» PROVIDED RECORDS
════

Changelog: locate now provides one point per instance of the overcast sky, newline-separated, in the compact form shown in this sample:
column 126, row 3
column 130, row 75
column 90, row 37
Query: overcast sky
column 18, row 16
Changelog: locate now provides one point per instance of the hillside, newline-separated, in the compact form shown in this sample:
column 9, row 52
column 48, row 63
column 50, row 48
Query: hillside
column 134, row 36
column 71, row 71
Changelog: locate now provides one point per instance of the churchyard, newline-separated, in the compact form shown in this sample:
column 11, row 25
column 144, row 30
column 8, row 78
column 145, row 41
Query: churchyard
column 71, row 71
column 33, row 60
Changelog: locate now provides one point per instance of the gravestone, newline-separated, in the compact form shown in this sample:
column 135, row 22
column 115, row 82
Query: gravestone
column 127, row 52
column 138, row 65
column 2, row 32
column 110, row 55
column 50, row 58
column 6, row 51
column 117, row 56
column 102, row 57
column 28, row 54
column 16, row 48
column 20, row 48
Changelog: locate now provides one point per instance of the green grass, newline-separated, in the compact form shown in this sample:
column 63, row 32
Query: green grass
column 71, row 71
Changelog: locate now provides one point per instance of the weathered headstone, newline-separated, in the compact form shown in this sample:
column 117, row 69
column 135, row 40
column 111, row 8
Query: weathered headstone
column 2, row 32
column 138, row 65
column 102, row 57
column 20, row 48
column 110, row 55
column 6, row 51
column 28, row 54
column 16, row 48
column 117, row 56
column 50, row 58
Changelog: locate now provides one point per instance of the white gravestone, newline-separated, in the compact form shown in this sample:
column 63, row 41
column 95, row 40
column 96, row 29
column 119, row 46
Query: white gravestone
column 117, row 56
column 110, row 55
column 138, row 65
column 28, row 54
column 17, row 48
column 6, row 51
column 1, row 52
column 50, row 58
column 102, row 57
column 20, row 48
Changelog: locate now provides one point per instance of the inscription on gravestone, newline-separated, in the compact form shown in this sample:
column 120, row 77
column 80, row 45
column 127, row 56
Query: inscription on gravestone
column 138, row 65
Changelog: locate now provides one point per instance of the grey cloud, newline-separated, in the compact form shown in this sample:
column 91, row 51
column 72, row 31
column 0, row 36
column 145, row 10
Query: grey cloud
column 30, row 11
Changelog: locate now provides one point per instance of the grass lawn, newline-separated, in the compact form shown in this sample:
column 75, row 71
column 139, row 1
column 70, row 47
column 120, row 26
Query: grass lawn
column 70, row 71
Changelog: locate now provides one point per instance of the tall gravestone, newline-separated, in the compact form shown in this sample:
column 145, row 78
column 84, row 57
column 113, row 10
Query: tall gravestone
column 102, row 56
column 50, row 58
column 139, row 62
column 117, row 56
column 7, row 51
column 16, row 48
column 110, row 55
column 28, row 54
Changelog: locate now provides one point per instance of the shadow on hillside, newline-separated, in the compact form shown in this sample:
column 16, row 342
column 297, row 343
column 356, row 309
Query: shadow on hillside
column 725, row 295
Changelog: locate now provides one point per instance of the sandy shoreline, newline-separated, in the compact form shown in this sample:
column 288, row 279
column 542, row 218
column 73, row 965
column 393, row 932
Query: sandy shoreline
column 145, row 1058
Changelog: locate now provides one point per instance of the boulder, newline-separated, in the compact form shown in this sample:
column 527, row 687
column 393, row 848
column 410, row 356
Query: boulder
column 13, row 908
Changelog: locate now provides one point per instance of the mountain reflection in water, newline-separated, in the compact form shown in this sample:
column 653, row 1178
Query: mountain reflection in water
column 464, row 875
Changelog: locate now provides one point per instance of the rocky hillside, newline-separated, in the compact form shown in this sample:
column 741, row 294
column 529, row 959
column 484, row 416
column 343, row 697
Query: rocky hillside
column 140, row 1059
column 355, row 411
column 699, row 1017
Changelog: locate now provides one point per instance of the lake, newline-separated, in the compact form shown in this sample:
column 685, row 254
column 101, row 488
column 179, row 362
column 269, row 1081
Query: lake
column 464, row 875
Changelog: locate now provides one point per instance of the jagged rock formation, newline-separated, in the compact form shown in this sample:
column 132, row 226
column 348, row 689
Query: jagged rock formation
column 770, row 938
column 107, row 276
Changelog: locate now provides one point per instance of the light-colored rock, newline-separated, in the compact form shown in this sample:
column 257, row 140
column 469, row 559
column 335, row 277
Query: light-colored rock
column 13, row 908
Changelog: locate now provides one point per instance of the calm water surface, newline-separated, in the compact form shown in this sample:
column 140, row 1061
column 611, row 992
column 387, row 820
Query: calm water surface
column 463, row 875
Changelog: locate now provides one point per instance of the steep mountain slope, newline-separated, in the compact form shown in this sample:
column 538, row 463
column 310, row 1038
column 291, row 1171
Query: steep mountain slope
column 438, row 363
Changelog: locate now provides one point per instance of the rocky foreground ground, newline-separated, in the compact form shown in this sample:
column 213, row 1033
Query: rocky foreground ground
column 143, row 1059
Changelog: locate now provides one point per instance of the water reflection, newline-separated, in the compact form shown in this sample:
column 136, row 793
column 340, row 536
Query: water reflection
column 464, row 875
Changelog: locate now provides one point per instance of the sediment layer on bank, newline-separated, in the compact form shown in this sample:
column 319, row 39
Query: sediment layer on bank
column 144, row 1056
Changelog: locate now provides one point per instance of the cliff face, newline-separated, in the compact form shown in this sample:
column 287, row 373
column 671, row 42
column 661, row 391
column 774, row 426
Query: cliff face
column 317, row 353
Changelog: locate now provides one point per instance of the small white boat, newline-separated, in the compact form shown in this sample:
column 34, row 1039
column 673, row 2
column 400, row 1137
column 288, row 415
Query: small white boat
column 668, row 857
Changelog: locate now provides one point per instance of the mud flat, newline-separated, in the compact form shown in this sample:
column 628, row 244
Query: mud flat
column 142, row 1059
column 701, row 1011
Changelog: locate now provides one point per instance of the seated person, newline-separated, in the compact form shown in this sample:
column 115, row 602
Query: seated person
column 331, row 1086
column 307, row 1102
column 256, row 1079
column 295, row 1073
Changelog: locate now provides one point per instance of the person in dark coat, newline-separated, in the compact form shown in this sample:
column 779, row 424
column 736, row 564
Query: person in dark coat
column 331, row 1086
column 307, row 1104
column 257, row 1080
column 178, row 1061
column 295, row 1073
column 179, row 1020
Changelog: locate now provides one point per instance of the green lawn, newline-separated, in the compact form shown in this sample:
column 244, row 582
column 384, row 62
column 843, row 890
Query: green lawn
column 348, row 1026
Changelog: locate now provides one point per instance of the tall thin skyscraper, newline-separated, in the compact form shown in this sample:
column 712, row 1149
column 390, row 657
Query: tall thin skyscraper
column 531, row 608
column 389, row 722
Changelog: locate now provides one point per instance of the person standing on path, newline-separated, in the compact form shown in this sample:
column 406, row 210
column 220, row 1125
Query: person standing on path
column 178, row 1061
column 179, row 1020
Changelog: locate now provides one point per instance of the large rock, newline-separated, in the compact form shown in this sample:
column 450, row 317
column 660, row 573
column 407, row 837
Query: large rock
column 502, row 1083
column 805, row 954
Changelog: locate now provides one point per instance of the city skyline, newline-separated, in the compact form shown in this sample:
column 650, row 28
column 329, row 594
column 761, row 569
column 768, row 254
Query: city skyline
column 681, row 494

════

» REQUIRED TASK
Copy out every line above word for word, leaving nothing out and changing nothing.

» SOLUTION TO THIS TASK
Changelog: locate now provides one point per instance of the overcast sky, newline-separated, in the compact form shown in this sample:
column 126, row 3
column 130, row 75
column 90, row 37
Query: overcast sky
column 18, row 16
Changelog: locate now provides one point per instance of the hillside, newline-separated, in the compact form shown in this sample:
column 9, row 52
column 48, row 63
column 50, row 48
Query: hillside
column 134, row 36
column 71, row 71
Changelog: locate now provides one point per instance of the churchyard, newline-separated, in the compact form shown in this sample:
column 11, row 25
column 144, row 30
column 8, row 78
column 145, row 41
Query: churchyard
column 71, row 71
column 33, row 60
Changelog: locate now provides one point per instance of the gravestone, newline-separated, in the compact form shown in this sample:
column 135, row 22
column 115, row 82
Query: gravestone
column 127, row 52
column 138, row 65
column 2, row 32
column 110, row 55
column 50, row 58
column 6, row 51
column 117, row 56
column 102, row 57
column 28, row 54
column 16, row 48
column 20, row 48
Changelog: locate now provides one point per instance of the green grass, newline-separated, in the compact form shown in this sample:
column 63, row 32
Query: green grass
column 71, row 71
Changelog: locate now provides one point per instance of the weathered headstone, newline-separated, in the compact form shown in this sample:
column 117, row 69
column 135, row 40
column 111, row 8
Query: weathered headstone
column 2, row 32
column 138, row 65
column 102, row 57
column 20, row 48
column 110, row 55
column 6, row 51
column 28, row 54
column 16, row 48
column 117, row 56
column 50, row 58
Changelog: locate now provides one point per instance of the white gravestone, newline-separated, in the compact form shown in this sample:
column 63, row 41
column 95, row 40
column 96, row 29
column 119, row 46
Query: white gravestone
column 117, row 56
column 110, row 55
column 138, row 65
column 28, row 54
column 17, row 48
column 6, row 51
column 1, row 52
column 50, row 58
column 102, row 57
column 20, row 48
Changelog: locate now provides one point per instance of the inscription on gravestone, newline-separated, in the compact form shown in this sample:
column 120, row 77
column 80, row 45
column 127, row 56
Query: inscription on gravestone
column 138, row 65
Changelog: locate now provides one point per instance of the grey cloud, newline-separated, in the compact form shown in this sample:
column 91, row 51
column 72, row 31
column 0, row 36
column 145, row 10
Query: grey cloud
column 30, row 11
Changelog: locate now provides one point per instance of the grass lawn, newline-separated, in the compact form shown in this sample:
column 75, row 71
column 139, row 1
column 70, row 47
column 120, row 26
Query: grass lawn
column 70, row 71
Changelog: locate now provides one point per instance of the tall gravestone, newline-separated, in the compact form shown in this sample:
column 145, row 78
column 84, row 57
column 113, row 10
Query: tall gravestone
column 102, row 56
column 50, row 58
column 139, row 62
column 117, row 56
column 7, row 51
column 16, row 48
column 110, row 55
column 28, row 54
Changelog: locate now provides one point per instance of the shadow on hillside, newline-separated, in the compact form shown in this sample:
column 16, row 342
column 297, row 343
column 356, row 309
Query: shadow on hillside
column 725, row 295
Changelog: locate now provides one point per instance of the sandy shoreline, newline-separated, in the compact form shown in this sample:
column 288, row 279
column 542, row 218
column 73, row 965
column 393, row 932
Query: sandy shoreline
column 145, row 1058
Changelog: locate now provides one point per instance of the boulder, newline-separated, in the compact form shown in this sample:
column 527, row 687
column 393, row 848
column 410, row 356
Query: boulder
column 13, row 908
Changelog: locate now provides one point per instance of the mountain reflection in water, newline-separated, in the compact form shown in this sample:
column 653, row 1178
Query: mountain reflection in water
column 464, row 875
Changelog: locate now provides one point per instance of the rocky hillside, newline-separated, in the compact form shown in this sample:
column 741, row 294
column 529, row 959
column 484, row 416
column 343, row 697
Query: rocky hillside
column 140, row 1059
column 355, row 411
column 699, row 1017
Changelog: locate now provides one point per instance of the lake, newline-separated, in the compact form shown in this sample:
column 685, row 254
column 101, row 488
column 179, row 362
column 269, row 1081
Query: lake
column 464, row 875
Changelog: locate now provides one point per instance of the jagged rock formation, newline-separated, in the compact form shown in this sample:
column 132, row 226
column 348, row 689
Query: jagged rock formation
column 770, row 938
column 107, row 276
Changelog: locate now provides one point per instance of the light-colored rock, newline-separated, in the compact form shown in this sample:
column 257, row 140
column 469, row 559
column 335, row 277
Query: light-colored rock
column 13, row 908
Changelog: locate now provides one point per instance of the calm water surface, newline-separated, in the compact form shown in this sample:
column 140, row 1061
column 611, row 992
column 387, row 820
Query: calm water surface
column 463, row 875
Changelog: locate now provides one point per instance of the steep mountain slope, newline-separated, in the compact form shown in this sample:
column 538, row 463
column 310, row 1038
column 291, row 1171
Query: steep mountain slope
column 438, row 363
Changelog: locate now provides one point per instance of the rocky foreground ground, newline-separated, in the compact form shown in this sample:
column 213, row 1033
Query: rocky foreground ground
column 143, row 1059
Changelog: locate now provides one point per instance of the water reflection, newline-separated, in the compact form shown in this sample:
column 136, row 793
column 340, row 536
Query: water reflection
column 464, row 875
Changelog: locate now provides one point per instance of the sediment layer on bank, newline-separated, in the compact form shown in this sample:
column 319, row 39
Query: sediment layer on bank
column 144, row 1056
Changelog: locate now provides one point per instance of the cliff face, newline-separated, in the compact form shown in this sample:
column 287, row 373
column 671, row 42
column 661, row 391
column 774, row 426
Query: cliff face
column 317, row 353
Changelog: locate now provides one point per instance of the small white boat, newline-separated, in the compact form shown in this sample:
column 34, row 1039
column 673, row 2
column 400, row 1137
column 288, row 415
Query: small white boat
column 668, row 857
Changelog: locate now provides one point per instance of the mud flat, newline-separated, in the compact form shown in this sample:
column 628, row 244
Query: mud flat
column 142, row 1059
column 701, row 1011
Changelog: locate now provides one point per instance of the seated person, newline-separated, in the compact form shown in this sample:
column 115, row 602
Query: seated person
column 331, row 1086
column 307, row 1102
column 256, row 1079
column 295, row 1073
Changelog: locate now provides one point per instance of the person in dark coat, newline-separated, in the compact form shown in this sample:
column 779, row 424
column 736, row 564
Query: person in dark coat
column 331, row 1086
column 307, row 1104
column 257, row 1080
column 178, row 1061
column 295, row 1073
column 179, row 1020
Changelog: locate now provides one point per instance of the green lawn, newline-separated, in the compact form shown in this sample:
column 244, row 582
column 384, row 62
column 843, row 890
Query: green lawn
column 348, row 1026
Changelog: locate now provides one point per instance of the tall thin skyscraper, newline-separated, in the compact form shown in this sample:
column 712, row 1149
column 390, row 657
Query: tall thin skyscraper
column 531, row 608
column 389, row 722
Changelog: locate now provides one point per instance of the person standing on path, newline-separated, in the compact form shown in this sample:
column 406, row 210
column 220, row 1125
Query: person standing on path
column 178, row 1061
column 179, row 1020
Changelog: locate now provides one point per instance of the large rock, newline-separated, in the compact form shown in this sample:
column 450, row 317
column 660, row 573
column 407, row 837
Query: large rock
column 502, row 1083
column 805, row 954
Changelog: locate now provides one point per instance of the city skyline, newline-separated, in the compact form shown in this sample:
column 650, row 28
column 329, row 594
column 761, row 569
column 768, row 254
Query: city skyline
column 681, row 494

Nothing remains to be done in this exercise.